The lines from the start of the records through the one containing "Target: tree trunk" are to be transcribed exactly, and nothing else.

Region pointing data:

•••

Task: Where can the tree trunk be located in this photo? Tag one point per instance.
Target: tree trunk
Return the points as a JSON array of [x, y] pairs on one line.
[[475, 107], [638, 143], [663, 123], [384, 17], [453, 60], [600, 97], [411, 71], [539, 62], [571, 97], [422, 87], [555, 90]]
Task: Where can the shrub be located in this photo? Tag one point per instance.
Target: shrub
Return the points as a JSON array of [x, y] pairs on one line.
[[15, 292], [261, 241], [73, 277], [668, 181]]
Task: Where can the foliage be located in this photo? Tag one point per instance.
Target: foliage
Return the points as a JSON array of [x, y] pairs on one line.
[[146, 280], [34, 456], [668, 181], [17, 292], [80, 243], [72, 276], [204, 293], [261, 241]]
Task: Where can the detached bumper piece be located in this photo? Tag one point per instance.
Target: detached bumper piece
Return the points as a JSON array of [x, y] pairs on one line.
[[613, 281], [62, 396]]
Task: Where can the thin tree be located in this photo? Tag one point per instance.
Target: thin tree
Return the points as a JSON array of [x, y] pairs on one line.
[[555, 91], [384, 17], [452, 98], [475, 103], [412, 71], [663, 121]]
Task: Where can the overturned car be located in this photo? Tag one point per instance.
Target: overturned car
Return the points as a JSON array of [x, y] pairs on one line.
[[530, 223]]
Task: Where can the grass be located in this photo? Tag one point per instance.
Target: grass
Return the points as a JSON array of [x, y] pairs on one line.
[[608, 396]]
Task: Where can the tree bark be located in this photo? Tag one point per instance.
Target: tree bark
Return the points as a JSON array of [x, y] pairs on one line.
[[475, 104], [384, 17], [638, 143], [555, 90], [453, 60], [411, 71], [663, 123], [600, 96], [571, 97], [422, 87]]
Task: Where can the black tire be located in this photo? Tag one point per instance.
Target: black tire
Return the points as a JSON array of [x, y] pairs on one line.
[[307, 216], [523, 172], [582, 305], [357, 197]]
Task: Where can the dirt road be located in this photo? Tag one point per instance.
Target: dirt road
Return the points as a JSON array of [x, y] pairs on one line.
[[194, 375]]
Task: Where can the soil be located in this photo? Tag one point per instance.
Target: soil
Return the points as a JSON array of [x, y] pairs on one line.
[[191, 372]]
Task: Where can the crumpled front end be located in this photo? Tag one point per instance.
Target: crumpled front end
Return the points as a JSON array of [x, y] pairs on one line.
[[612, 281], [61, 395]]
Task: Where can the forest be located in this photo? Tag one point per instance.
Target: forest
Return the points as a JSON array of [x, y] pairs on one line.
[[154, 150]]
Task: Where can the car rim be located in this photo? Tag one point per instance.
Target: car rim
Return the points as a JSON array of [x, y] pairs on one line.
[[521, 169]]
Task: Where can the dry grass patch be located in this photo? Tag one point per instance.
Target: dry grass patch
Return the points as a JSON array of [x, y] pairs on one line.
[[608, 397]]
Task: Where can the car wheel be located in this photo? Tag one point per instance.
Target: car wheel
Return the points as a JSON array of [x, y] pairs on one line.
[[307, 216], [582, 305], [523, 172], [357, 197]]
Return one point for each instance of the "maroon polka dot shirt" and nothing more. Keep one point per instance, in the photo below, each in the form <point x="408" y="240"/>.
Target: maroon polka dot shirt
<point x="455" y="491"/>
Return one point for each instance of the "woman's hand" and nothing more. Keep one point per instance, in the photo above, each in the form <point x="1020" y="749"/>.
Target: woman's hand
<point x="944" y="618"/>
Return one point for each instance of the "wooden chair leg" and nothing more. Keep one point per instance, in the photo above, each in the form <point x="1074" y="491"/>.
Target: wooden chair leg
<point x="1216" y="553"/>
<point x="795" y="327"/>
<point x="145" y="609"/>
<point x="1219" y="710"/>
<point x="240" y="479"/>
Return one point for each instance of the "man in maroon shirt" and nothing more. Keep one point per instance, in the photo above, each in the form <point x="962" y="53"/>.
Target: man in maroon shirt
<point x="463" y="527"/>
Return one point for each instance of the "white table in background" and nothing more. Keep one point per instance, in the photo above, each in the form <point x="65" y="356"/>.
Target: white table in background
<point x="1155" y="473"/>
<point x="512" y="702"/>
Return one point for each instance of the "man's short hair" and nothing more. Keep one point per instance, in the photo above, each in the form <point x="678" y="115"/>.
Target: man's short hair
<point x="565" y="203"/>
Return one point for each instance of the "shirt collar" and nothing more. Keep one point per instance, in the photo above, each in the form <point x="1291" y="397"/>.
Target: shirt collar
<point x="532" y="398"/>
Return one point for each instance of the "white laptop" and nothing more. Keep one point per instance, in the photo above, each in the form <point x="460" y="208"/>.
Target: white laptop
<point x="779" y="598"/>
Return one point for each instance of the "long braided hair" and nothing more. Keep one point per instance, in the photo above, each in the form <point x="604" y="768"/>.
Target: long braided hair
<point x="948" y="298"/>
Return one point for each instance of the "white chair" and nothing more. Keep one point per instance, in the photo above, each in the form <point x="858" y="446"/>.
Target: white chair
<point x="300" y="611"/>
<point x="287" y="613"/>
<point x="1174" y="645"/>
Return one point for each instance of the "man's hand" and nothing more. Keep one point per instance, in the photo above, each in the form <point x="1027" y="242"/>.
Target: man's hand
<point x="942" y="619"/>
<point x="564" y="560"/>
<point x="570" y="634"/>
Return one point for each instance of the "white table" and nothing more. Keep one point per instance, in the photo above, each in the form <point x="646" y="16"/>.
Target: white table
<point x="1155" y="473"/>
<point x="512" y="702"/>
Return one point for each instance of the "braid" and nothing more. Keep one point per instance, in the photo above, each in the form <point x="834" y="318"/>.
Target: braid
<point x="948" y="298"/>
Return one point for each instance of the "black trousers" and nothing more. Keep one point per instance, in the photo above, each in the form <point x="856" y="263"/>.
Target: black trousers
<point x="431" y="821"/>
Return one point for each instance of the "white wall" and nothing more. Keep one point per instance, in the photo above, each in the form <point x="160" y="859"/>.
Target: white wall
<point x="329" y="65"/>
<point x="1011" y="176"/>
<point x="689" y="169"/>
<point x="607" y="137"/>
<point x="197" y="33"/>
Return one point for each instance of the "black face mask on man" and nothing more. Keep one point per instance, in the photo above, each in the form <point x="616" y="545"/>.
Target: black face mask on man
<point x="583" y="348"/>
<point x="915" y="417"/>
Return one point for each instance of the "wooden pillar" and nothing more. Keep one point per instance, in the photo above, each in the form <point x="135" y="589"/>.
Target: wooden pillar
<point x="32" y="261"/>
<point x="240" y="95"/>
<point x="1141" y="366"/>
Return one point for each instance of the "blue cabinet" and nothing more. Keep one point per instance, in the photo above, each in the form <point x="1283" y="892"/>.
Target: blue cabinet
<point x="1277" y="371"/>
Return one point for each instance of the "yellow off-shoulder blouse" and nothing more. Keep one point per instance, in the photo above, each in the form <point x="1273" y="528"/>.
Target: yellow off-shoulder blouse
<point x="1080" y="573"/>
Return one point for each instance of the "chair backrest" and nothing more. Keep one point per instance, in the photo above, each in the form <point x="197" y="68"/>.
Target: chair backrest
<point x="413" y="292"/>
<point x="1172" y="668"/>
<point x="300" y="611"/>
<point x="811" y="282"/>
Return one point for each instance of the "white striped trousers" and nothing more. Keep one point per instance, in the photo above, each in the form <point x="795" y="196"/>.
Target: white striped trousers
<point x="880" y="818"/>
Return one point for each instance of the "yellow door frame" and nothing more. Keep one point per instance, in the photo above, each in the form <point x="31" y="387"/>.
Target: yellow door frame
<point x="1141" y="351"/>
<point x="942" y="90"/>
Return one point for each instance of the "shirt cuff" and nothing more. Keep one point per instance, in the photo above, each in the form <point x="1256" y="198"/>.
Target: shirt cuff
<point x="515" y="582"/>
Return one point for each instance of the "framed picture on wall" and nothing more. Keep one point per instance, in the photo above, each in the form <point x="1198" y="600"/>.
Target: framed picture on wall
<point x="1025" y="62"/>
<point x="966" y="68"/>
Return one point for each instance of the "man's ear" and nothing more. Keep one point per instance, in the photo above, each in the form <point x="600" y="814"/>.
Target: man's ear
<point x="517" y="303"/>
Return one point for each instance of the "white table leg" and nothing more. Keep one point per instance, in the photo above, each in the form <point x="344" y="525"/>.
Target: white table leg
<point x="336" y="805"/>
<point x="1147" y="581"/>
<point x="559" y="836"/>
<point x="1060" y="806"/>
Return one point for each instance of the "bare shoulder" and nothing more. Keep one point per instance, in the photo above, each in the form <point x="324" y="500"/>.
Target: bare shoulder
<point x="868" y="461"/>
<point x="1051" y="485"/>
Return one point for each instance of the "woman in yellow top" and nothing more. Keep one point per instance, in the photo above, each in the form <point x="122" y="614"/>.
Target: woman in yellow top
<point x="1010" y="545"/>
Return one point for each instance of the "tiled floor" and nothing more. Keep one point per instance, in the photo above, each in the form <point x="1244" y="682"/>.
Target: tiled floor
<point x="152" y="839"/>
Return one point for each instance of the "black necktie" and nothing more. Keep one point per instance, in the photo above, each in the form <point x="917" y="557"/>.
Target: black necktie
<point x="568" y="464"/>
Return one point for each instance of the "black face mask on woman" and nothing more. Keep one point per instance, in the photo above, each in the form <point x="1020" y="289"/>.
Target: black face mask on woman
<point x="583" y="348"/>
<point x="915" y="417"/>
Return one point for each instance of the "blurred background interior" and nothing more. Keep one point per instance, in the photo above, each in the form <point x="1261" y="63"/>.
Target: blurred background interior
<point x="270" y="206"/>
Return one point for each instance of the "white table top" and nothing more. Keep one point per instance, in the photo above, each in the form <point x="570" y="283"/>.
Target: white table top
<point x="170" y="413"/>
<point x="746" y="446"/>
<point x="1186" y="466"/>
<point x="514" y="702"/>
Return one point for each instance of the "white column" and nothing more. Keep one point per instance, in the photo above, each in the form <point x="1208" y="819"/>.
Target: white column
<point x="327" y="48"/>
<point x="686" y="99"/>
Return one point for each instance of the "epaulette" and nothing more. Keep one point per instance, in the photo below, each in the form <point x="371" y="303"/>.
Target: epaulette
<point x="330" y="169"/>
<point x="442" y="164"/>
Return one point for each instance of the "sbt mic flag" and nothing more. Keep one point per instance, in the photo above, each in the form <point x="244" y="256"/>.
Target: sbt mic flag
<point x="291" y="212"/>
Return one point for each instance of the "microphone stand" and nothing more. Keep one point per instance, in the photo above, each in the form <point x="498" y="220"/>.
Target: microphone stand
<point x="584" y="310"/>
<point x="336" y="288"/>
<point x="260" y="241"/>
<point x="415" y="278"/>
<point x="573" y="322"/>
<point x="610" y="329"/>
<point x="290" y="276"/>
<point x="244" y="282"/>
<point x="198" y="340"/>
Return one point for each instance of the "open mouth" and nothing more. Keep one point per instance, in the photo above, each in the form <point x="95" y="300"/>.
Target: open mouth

•••

● Expected answer
Task: Where can the tree trunk be located in this photo? Tag one point per instance.
Target: tree trunk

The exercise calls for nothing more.